For a financial counselor, working with a client’s federal student loan debt may seem daunting since student loans are rather unique and technical compared to other types of loan products. However, with a basic understanding of a few terms, regulations and resources, student loan issues can be easy to fix relative to other types of debt. When I encounter a client who is struggling financially due to overload of several different debts, I will first tackle the federal student loan debt because it offers the broadest array of options for finding a cure.
First let’s distinguish between Federal Student Loan Debt and Private Student Loan debt. Private student loans are more akin to other consumer loans. The lender sets the interest rate, fees and repayment terms. Methods for helping a client with private student loan debt will not be too much different than any other consumer debt. However, of the $1.4 trillion in student loan debt in the U.S., 84% is from federal student loans. Financial counselors will encounter federal student loans far more often than private student loans.

GIVEN DATA.
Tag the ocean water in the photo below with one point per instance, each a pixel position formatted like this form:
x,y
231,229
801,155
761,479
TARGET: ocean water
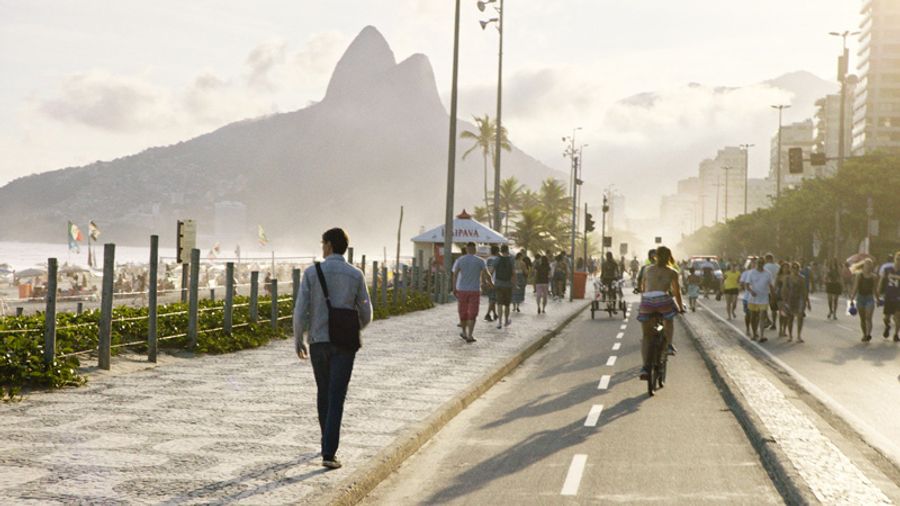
x,y
22,255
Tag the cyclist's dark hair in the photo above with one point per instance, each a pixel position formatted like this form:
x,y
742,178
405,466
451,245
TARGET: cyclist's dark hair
x,y
663,256
338,238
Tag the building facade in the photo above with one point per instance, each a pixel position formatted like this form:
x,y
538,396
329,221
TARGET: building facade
x,y
876,114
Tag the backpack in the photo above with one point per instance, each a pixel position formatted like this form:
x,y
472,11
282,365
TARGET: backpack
x,y
503,269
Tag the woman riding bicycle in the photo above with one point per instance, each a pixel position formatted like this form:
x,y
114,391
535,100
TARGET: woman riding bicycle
x,y
659,282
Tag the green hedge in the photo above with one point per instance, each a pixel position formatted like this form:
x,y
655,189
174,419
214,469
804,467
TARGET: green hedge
x,y
21,353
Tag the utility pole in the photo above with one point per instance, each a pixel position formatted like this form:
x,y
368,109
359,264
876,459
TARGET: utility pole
x,y
843,62
746,148
781,109
451,155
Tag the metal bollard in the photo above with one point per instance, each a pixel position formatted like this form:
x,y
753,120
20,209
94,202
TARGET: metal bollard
x,y
193,298
229,298
254,296
50,315
105,340
152,299
274,306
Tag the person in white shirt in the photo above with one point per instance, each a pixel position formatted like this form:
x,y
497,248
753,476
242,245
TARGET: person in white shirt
x,y
759,284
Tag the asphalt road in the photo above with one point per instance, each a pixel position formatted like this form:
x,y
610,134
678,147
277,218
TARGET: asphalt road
x,y
861,379
554,432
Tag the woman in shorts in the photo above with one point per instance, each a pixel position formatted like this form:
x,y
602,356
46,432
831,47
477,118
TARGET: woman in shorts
x,y
794,301
659,281
731,285
833,287
863,293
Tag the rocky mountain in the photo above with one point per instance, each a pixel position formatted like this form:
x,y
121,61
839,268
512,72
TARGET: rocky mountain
x,y
376,141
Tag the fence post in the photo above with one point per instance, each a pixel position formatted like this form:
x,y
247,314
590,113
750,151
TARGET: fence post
x,y
384,284
151,299
229,297
109,265
405,282
50,315
295,287
421,270
193,298
374,296
254,296
274,304
184,282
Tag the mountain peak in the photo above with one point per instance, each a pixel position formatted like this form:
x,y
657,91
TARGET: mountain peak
x,y
364,61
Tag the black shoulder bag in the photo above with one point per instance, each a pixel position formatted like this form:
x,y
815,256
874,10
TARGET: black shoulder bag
x,y
343,324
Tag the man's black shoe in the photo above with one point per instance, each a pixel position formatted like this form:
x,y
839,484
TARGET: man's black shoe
x,y
332,463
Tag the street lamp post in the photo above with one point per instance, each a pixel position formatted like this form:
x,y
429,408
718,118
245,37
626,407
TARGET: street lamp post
x,y
746,148
451,158
499,142
843,61
781,109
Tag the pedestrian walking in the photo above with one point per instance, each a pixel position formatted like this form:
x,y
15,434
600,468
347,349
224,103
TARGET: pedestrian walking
x,y
731,287
504,272
833,287
469,273
332,295
541,282
794,301
759,284
889,287
521,281
863,296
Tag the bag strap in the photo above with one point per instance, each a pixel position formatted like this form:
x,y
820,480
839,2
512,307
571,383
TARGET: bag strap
x,y
323,283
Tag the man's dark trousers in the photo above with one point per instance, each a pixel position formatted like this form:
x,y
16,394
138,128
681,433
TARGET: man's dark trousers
x,y
332,367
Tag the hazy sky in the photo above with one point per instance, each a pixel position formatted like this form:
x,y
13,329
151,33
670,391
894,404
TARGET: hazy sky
x,y
86,79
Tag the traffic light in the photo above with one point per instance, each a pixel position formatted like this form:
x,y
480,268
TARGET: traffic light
x,y
795,160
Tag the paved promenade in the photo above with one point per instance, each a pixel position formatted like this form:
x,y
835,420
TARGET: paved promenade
x,y
242,428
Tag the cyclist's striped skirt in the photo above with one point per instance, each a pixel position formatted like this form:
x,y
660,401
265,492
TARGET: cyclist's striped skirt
x,y
661,304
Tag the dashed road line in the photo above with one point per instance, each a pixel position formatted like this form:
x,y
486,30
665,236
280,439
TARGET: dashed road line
x,y
604,382
593,415
573,477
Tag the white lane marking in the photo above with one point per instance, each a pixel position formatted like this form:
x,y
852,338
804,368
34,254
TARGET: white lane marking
x,y
870,435
593,415
604,382
573,477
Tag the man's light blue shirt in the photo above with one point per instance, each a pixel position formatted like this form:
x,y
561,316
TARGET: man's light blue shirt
x,y
346,288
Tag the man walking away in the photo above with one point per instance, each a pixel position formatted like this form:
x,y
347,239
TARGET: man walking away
x,y
890,288
468,273
759,284
332,365
503,274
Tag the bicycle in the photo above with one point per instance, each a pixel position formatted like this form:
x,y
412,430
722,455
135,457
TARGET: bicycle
x,y
659,357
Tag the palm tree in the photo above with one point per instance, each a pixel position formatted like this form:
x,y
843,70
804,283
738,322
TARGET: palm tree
x,y
510,198
485,138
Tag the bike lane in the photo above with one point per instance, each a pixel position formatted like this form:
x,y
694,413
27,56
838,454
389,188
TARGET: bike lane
x,y
575,425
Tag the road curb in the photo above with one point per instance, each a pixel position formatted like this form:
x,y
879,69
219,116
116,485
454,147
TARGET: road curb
x,y
787,480
355,487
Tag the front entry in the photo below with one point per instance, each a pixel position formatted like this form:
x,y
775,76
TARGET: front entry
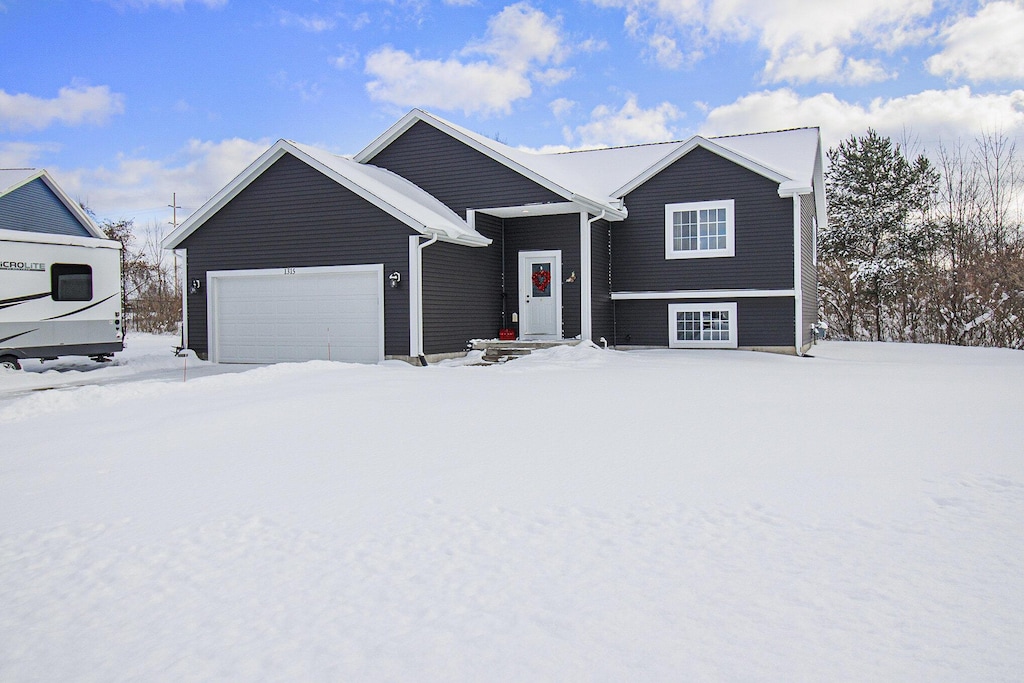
x,y
541,294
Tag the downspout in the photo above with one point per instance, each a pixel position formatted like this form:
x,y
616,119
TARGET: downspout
x,y
418,351
798,276
587,270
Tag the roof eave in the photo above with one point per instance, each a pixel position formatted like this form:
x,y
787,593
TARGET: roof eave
x,y
687,147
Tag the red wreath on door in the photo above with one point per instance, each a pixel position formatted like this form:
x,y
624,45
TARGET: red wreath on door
x,y
541,280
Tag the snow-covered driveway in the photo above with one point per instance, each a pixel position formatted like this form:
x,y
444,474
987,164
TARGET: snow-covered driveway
x,y
576,515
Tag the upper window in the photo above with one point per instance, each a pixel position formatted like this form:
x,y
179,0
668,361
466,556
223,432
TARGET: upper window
x,y
71,282
698,229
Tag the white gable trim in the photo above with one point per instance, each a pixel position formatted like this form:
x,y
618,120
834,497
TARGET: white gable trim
x,y
264,162
685,148
408,121
70,204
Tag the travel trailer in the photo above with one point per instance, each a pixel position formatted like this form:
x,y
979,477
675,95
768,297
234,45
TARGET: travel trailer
x,y
59,295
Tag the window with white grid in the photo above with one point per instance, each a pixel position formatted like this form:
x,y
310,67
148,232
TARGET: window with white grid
x,y
698,229
702,325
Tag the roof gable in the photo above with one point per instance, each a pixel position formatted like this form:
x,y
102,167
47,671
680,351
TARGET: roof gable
x,y
387,190
31,201
526,164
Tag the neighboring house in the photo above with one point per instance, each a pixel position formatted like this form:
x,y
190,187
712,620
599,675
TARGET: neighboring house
x,y
433,236
32,202
59,279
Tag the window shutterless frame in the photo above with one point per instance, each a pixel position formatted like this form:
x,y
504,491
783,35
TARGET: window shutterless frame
x,y
699,229
702,325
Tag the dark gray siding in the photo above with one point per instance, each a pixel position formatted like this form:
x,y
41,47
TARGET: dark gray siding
x,y
34,208
546,232
457,174
809,284
462,291
602,308
293,216
761,322
763,224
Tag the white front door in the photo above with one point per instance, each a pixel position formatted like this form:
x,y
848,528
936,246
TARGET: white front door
x,y
540,295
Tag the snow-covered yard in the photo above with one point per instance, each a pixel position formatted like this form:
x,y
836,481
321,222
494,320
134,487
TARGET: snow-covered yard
x,y
576,515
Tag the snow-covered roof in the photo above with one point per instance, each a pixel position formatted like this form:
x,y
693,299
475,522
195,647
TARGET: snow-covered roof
x,y
601,177
391,193
12,178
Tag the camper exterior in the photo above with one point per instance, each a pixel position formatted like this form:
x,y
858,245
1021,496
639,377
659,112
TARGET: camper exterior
x,y
59,295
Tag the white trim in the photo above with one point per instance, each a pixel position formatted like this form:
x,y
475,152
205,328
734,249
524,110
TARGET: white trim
x,y
700,294
688,146
398,128
415,295
80,215
730,229
728,306
213,275
798,276
278,151
555,255
586,302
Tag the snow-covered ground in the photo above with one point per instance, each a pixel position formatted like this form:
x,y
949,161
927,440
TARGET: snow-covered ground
x,y
580,514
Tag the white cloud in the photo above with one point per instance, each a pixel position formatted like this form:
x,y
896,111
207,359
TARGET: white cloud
x,y
519,36
311,23
521,46
478,86
74,105
561,107
826,65
346,58
930,116
140,187
167,4
629,125
25,155
805,41
665,50
987,46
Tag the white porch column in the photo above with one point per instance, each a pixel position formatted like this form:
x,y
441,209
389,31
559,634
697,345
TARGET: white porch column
x,y
415,296
586,304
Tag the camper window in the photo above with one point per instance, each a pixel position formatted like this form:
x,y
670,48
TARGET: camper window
x,y
71,282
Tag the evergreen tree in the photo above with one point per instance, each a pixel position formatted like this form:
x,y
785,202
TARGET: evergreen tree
x,y
879,237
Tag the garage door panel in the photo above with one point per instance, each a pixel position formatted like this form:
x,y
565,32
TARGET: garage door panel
x,y
271,317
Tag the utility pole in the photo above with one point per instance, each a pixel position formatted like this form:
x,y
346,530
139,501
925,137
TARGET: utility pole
x,y
174,225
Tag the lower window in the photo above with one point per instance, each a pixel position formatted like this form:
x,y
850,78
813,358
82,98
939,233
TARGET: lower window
x,y
702,326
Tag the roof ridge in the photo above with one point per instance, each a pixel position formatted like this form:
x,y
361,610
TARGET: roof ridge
x,y
765,132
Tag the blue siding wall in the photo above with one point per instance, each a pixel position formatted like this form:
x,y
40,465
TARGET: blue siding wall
x,y
34,208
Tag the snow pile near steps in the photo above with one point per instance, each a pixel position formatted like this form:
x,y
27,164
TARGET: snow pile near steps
x,y
574,514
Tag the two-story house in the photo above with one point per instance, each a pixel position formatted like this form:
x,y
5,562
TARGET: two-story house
x,y
433,236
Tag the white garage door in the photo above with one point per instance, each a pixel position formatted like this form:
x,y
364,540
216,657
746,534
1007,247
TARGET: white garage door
x,y
295,314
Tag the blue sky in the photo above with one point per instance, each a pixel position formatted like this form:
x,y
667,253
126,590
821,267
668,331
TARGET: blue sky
x,y
126,101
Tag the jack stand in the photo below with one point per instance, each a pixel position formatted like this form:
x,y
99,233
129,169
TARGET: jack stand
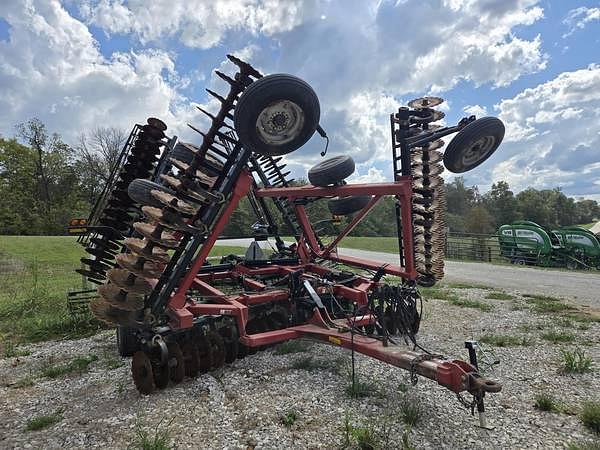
x,y
471,346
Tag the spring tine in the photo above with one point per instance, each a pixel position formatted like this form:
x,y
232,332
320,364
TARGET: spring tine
x,y
229,127
244,66
215,95
206,112
196,130
228,79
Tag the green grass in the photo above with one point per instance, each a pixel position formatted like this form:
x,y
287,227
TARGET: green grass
x,y
41,422
546,402
437,293
160,439
558,337
78,365
293,346
311,364
460,285
35,274
361,389
496,295
575,361
474,304
505,340
590,416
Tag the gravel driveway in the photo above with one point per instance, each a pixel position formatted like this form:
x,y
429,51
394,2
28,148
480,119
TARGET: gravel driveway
x,y
241,406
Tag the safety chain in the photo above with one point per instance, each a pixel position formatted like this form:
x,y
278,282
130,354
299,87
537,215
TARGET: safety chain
x,y
466,404
419,359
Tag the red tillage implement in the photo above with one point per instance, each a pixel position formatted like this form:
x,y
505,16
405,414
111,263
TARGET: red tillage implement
x,y
178,315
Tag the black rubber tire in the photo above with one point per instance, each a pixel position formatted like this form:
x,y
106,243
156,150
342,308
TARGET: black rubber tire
x,y
127,343
265,92
182,154
331,171
347,205
139,191
459,156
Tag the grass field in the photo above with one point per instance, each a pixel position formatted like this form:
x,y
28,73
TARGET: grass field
x,y
35,274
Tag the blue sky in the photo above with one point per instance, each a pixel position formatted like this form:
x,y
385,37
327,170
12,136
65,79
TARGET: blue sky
x,y
81,64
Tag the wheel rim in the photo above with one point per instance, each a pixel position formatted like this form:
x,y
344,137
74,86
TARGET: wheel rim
x,y
141,370
217,348
176,363
478,150
204,353
280,122
191,359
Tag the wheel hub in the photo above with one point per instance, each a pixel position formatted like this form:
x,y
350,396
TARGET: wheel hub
x,y
280,122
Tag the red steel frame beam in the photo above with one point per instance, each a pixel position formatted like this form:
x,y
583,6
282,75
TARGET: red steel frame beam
x,y
308,244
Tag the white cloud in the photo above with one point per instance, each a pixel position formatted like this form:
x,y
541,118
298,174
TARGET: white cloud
x,y
476,110
197,23
553,135
51,68
360,59
373,175
578,18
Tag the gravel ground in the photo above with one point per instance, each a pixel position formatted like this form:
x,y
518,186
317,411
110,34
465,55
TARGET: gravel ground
x,y
578,287
241,406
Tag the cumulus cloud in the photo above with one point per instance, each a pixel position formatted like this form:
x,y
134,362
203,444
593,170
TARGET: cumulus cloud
x,y
476,110
552,135
578,18
364,59
196,23
51,68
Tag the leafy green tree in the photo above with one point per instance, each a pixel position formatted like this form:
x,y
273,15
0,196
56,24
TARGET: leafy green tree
x,y
479,220
460,198
502,204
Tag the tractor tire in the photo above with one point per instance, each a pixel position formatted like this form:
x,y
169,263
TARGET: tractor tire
x,y
276,115
474,144
348,205
572,264
139,191
331,171
127,343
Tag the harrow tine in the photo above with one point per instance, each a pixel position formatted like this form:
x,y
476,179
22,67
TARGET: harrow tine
x,y
215,95
115,296
226,78
244,66
206,112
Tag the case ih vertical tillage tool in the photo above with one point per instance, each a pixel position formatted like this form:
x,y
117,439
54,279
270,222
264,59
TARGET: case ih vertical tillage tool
x,y
179,316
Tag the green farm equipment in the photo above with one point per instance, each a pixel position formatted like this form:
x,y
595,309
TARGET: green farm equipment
x,y
582,246
525,242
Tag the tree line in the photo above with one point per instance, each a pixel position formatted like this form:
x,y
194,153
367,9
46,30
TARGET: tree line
x,y
44,182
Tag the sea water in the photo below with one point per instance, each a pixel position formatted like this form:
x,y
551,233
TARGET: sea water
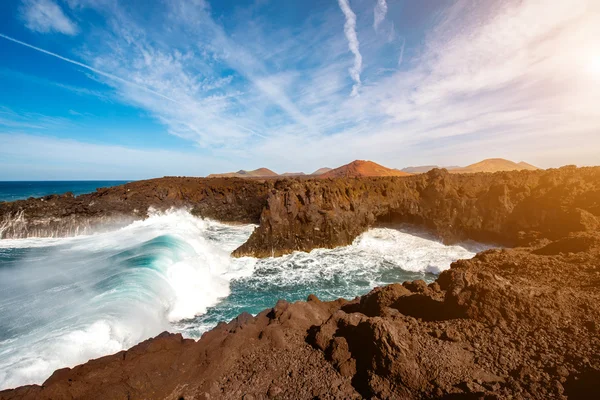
x,y
64,301
21,190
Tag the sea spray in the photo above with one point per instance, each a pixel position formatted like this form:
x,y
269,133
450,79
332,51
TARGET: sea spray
x,y
66,300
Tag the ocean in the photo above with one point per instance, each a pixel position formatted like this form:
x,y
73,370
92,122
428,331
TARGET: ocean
x,y
64,301
21,190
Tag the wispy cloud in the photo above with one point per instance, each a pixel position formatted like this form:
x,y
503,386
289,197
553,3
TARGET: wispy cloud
x,y
379,13
45,16
254,93
26,156
353,44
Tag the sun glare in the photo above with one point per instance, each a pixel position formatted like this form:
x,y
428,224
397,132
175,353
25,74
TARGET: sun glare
x,y
594,67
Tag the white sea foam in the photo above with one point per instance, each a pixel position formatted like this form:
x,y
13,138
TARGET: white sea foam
x,y
64,301
68,300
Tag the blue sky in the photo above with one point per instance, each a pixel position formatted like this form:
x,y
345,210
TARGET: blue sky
x,y
108,89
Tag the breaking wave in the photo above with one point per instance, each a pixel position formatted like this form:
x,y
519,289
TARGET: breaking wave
x,y
66,300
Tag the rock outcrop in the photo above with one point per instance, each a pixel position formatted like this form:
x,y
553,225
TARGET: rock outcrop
x,y
508,324
520,323
224,199
508,208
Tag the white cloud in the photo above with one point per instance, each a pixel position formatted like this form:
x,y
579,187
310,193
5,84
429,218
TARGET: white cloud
x,y
379,13
486,81
45,16
353,44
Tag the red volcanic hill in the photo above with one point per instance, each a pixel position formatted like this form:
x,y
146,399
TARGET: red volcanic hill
x,y
494,165
321,171
257,173
361,168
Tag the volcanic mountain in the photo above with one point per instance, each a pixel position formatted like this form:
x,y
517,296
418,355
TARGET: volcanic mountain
x,y
494,165
419,170
293,174
257,173
361,168
321,171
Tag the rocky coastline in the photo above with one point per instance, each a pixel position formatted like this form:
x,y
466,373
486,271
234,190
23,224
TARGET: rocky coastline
x,y
521,322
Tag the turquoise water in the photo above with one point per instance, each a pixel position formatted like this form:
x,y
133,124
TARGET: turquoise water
x,y
64,301
11,191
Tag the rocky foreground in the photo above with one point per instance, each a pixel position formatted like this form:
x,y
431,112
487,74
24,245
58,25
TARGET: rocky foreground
x,y
508,208
516,323
520,323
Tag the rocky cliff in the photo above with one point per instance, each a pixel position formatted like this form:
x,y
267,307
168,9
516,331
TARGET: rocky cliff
x,y
520,323
508,208
224,199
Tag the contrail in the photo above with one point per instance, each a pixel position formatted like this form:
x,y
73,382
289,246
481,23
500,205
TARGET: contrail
x,y
380,11
113,77
353,44
106,74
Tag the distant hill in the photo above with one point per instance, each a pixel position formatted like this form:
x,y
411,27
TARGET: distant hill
x,y
321,171
494,165
360,168
419,170
257,173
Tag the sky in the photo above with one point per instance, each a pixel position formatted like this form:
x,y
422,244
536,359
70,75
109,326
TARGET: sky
x,y
115,89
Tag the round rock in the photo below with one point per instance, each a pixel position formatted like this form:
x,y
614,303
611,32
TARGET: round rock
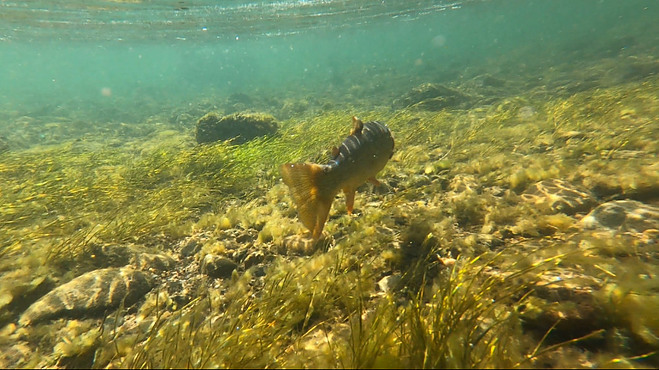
x,y
89,294
622,215
238,127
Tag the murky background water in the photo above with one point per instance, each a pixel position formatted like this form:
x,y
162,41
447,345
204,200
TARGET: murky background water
x,y
97,54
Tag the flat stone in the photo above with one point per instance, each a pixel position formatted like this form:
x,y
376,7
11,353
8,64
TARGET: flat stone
x,y
90,294
217,266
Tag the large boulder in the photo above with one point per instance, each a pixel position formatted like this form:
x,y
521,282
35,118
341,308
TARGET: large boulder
x,y
237,127
90,294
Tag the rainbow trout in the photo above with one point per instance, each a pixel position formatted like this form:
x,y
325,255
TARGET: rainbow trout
x,y
359,158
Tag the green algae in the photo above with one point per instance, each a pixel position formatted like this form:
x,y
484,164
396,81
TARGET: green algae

EXERCISE TASKS.
1) According to the student loan text, what share of student loan debt in the U.S. comes from federal student loans?
2) Please summarize the student loan text in two sentences.
The listing has no connection to the student loan text.

SOLUTIONS TO EACH TASK.
1) 84% of the $1.4 trillion in U.S. student loan debt is from federal student loans.

2) Federal student loan debt can seem daunting to financial counselors, but with a basic grasp of a few terms, regulations and resources it can be easier to fix than other debt, so the writer tackles it first for clients burdened by several debts. Private student loans resemble other consumer loans and are handled much the same way, but federal loans make up 84% of the $1.4 trillion in U.S. student loan debt, so counselors encounter them far more often.